BEGIN Passage shown
The symbol we call the Life Rune was not known as such in futhark times. In the original Germanic futhark this rune was known variously as the Axe Rune and the Elk Rune. It signified defense.
Later, in the reduced Norse futhark of the Viking Age, a formal dichotomy developed. The arms-upward rune was known as the Man Rune and had an "m" sound. The arms-downward rune had the strong palatalized "r." It was called the Yew Rune or "bow made of yew wood," a symbol of death.
The medieval Christian church used the Axe Rune/Man Rune form as a variation of the cross. They simply bent the arms of the Latin cross upward at about a 45-degree angle to form a stylized crucifix, known as the forked cross. The shape is also suggestive of a tree. Gregory the Great, who was Pope from 590 to 604, wore a forked cross on his vestment. Fork-cross crucifixes are common in Westphalia and parts of Austria and Italy even today.
Conversely, enemies of Christianity -- Saracens, Satanists, and others -- bent the arms of the Latin cross downward to signify the crucifix broken.
END Passage shown
§ Problems to work on:
1. Answer these about the Life Rune passage:
(a) What did the rune signify in the original Germanic futhark?
(b) What sound did the arms-upward rune have in the Norse futhark of the Viking Age?
(c) Which pope wore a forked cross on his vestment?
2. Can you copy the stretch of the Life Rune passage from "The symbol we" through "It signified defense."?
BEGIN Data under study
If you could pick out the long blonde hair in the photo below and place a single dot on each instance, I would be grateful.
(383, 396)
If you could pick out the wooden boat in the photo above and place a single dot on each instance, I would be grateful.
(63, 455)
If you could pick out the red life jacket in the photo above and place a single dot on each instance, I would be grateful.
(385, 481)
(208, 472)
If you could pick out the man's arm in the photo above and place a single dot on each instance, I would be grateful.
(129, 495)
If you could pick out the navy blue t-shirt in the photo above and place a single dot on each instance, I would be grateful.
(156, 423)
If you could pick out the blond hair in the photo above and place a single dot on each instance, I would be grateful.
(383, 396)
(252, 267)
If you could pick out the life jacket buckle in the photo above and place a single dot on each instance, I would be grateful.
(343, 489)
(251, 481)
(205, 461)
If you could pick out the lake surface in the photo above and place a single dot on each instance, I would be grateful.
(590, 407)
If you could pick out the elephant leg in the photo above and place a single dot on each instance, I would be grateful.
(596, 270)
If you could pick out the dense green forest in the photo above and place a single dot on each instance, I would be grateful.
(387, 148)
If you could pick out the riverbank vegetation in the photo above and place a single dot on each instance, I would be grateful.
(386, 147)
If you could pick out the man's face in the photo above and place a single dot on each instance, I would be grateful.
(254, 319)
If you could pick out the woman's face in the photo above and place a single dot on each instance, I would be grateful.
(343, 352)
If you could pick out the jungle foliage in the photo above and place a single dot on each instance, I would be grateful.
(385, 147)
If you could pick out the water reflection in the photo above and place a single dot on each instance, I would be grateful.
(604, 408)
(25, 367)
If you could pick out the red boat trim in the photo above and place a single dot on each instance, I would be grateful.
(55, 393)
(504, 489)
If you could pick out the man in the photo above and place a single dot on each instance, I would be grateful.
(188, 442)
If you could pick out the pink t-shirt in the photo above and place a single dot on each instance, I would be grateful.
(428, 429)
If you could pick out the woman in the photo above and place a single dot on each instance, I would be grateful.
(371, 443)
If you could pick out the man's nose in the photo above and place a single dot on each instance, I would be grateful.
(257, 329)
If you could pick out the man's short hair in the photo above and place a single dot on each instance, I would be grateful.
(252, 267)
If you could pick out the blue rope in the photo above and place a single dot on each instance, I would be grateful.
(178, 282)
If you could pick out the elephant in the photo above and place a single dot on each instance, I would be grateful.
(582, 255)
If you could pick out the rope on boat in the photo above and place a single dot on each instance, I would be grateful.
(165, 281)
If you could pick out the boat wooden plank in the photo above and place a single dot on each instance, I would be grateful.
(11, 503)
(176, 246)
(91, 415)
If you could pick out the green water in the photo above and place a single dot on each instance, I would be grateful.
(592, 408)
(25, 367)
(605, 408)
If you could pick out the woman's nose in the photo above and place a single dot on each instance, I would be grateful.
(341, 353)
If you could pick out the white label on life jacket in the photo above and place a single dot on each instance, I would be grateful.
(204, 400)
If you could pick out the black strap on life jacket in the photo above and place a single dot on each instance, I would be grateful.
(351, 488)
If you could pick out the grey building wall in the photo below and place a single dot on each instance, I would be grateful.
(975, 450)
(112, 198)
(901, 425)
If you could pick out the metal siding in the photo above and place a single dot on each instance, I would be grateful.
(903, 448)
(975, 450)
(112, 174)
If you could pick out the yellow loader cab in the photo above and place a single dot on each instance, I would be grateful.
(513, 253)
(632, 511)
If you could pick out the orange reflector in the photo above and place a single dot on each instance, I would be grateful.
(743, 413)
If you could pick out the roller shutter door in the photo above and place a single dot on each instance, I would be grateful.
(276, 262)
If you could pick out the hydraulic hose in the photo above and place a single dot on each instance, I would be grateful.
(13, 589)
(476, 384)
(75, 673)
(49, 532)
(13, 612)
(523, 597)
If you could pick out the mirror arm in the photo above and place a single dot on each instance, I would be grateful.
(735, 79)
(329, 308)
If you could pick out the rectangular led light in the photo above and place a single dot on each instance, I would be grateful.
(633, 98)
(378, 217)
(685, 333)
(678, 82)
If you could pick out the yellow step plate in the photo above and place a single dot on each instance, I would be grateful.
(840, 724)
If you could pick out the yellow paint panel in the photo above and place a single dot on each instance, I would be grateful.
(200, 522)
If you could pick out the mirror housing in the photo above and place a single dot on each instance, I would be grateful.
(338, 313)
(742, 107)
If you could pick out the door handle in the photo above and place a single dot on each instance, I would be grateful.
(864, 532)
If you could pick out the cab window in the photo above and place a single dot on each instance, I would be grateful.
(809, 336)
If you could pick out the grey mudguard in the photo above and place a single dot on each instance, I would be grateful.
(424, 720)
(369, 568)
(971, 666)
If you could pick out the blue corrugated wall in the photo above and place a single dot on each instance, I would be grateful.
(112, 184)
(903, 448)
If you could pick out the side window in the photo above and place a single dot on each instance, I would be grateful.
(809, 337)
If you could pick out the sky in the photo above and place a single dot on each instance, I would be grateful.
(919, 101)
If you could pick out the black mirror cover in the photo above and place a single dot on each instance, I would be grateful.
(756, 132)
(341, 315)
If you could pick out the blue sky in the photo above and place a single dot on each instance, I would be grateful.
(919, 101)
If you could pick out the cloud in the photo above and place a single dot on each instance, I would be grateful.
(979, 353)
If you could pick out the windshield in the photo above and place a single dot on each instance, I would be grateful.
END Data under study
§ Answers per task:
1.
(a) Defense
(b) An "m" sound
(c) Gregory the Great

2.
The symbol we call the Life Rune was not known as such in futhark times. In the original Germanic futhark this rune was known variously as the Axe Rune and the Elk Rune. It signified defense.